#### Documento:
------------------------------------------------------------------------
Entendamos el castellano

Art. 2, CE78: “La Constitución se fundamenta en la indisoluble unidad de la Nación española, patria común e indivisible de todos los españoles, y reconoce y garantiza el derecho a la autonomía de las nacionalidades y regiones que la integran y la solidaridad entre todas ellas”.
La definición de la “Nación española” como la “patria común e indivisible de todos los españoles”, nos  remite a la de esa “patria común” que  a su vez exige definir a los “españoles” que podrían definirse como quienes queriendo serlo el Estado español reconoce como tales. Sin duda es una pescadilla que se muerde la cola. La historia dice que no puede ser de otro modo.
Violada por el borbón la Constitución de 1812 hubo constituciones que establecían o no los límites geográficos de la “Nación española”. En todas era común la referencia a los españoles. Esos límites geográficos, precisados o implícitos, han sufrido sucesivas disminuciones. Cada vez que había alguna nueva constitución se creía que sería la última. ¿Cuál será ésta?
------------------------------------------------------------------------
#### Material aportado:
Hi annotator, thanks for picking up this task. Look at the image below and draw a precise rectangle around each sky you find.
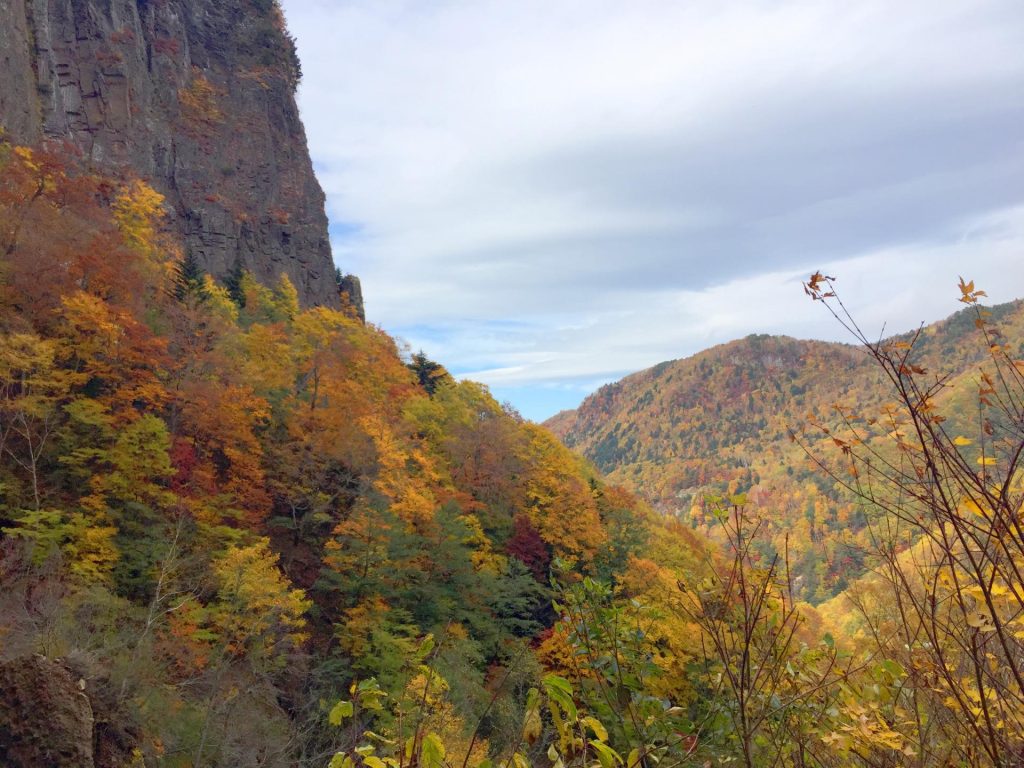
------------------------------------------------------------------------
#### Consigna 1:
Enumera todas las expresiones entre comillas del párrafo del documento que empieza por "La definición de la".
#### Consigna 2:
Escribe la continuación del texto sobre la Nación española en la Constitución a partir de su última frase.

#### Resultado 1:
- “Nación española”
- “patria común e indivisible de todos los españoles”
- “patria común”
- “españoles”

#### Resultado 2:
La respuesta histórica es sencilla: aquella después de la cual ningún colectivo de españoles que viva en un territorio de la nación española quiera dejar de ser español y logre imponerlo mediante un tratado de paz tras una guerra o cediéndolo a otro sin previa guerra.
Éste es el caso del malnacido borbón (Fernando VII) cuando fijó con los USA las fronteras al oeste de los ríos Sabina y Arkansas y al norte del paralelo 42 dejó de ser parte de la común e indivisible “Nación española” el territorio de Oregón, las Floridas, la Luisiana y con ello la posibilidad de navegar el río Misisipi. 
Sus borbónicos  descendientes perderían lo demás tras perder guerra tras guerra. Ésa ha sido la constante borbónica más característica de la política interior: la incompetencia. Pese a ello hay una “indisoluble unidad de la Nación española”, la que haya en cada momento tenga el tamaño que tenga. Nunca desaparecerá mientras haya españoles que quieran seguir siendo españoles.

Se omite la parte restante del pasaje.